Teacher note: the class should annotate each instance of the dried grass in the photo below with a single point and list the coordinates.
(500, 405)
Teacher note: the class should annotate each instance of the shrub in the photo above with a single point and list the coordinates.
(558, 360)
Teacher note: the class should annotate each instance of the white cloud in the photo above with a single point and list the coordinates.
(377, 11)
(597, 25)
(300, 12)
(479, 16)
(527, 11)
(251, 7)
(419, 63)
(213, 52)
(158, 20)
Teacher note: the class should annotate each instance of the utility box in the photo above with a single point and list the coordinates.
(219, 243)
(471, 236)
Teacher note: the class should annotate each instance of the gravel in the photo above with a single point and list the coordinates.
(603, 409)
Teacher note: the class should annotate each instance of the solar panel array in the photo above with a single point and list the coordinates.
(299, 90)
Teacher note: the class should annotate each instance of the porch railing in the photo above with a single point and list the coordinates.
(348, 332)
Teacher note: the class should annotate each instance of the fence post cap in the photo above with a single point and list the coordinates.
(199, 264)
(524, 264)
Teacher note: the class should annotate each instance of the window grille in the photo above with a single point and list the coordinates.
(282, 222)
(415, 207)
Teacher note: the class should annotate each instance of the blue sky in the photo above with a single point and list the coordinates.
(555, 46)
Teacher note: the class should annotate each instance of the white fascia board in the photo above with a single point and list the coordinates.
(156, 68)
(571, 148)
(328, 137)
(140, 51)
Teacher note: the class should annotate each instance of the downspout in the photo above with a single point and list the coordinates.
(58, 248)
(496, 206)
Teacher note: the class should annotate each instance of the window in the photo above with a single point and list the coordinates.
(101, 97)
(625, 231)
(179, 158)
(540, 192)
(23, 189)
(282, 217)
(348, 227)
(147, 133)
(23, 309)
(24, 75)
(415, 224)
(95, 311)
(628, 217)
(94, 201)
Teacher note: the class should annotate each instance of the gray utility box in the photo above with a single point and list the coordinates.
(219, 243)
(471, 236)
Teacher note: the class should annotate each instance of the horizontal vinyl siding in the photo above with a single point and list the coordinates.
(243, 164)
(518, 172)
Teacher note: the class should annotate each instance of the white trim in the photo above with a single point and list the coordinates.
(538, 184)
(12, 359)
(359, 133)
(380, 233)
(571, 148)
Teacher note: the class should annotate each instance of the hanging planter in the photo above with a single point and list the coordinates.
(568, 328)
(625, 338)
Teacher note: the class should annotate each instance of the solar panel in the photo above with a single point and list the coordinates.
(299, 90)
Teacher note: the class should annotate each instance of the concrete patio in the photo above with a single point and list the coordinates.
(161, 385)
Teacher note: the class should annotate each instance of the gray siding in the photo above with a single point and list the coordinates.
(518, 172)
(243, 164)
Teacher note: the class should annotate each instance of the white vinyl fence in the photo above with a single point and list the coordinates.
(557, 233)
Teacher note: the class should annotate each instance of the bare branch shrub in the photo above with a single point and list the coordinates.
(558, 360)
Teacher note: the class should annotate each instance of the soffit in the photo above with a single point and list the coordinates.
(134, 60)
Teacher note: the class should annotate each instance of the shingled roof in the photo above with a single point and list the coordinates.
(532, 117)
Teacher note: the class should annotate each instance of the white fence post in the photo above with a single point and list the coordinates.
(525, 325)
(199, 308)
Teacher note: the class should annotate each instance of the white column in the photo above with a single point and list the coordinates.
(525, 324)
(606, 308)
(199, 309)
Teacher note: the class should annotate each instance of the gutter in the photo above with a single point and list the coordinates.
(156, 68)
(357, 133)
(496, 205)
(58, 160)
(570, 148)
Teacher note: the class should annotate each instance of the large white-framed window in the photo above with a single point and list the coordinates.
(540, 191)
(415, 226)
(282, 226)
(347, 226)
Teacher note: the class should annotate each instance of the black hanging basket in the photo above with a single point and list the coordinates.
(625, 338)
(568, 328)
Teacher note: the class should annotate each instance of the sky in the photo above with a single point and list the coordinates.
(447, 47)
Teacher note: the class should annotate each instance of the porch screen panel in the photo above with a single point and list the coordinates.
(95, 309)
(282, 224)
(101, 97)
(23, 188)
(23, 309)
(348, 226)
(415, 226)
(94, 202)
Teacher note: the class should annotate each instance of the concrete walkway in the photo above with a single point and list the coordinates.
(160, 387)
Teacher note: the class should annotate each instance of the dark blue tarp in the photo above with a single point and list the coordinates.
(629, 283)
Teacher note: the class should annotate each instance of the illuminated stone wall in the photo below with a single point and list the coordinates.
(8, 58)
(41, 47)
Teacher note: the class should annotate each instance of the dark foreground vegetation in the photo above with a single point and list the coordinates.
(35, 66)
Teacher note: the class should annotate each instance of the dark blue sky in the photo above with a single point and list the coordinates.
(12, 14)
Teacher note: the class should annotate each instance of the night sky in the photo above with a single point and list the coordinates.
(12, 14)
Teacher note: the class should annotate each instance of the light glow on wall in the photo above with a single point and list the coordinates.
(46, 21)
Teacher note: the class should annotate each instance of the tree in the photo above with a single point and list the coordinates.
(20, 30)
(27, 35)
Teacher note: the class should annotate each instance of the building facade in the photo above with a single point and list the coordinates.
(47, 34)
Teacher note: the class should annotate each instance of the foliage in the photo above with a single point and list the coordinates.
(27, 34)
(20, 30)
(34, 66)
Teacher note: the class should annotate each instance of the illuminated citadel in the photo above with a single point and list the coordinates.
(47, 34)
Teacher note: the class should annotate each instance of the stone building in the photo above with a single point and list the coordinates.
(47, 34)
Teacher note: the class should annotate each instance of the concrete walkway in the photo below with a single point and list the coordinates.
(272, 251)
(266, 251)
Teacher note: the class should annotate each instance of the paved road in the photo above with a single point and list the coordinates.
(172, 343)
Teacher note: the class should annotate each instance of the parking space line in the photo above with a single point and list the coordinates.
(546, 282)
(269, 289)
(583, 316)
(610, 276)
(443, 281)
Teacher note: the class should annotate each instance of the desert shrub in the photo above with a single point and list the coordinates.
--------------------------------
• TASK TO CARRY OUT: Please transcribe only the portion of the material that starts at the line containing "of the building" and runs through its last line, inclusive, exactly as given.

• TASK RESPONSE:
Teacher note: the class should annotate each instance of the building facade in the photo above with a single point and list the coordinates.
(47, 34)
Teacher note: the class should annotate each instance of the foliage in the photo above with a single point and list the coordinates.
(27, 34)
(20, 30)
(34, 66)
Teacher note: the class should annotate each instance of the illuminated citadel in the photo above with a single point and list the coordinates.
(47, 34)
Teacher note: the class should annotate each instance of the stone building in the photo above with a single point and list the coordinates.
(47, 34)
Teacher note: the class should annotate each instance of the concrete walkway in the photo below with a single point and list the coordinates.
(272, 251)
(266, 251)
Teacher note: the class should annotate each instance of the paved road in the photo above with a single point and list the coordinates.
(172, 343)
Teacher note: the class should annotate each instance of the parking space line in the photo above with a single point and list the coordinates.
(546, 282)
(269, 289)
(583, 316)
(610, 276)
(443, 281)
Teacher note: the class should annotate each instance of the desert shrub in the photo above with a single point and list the coordinates.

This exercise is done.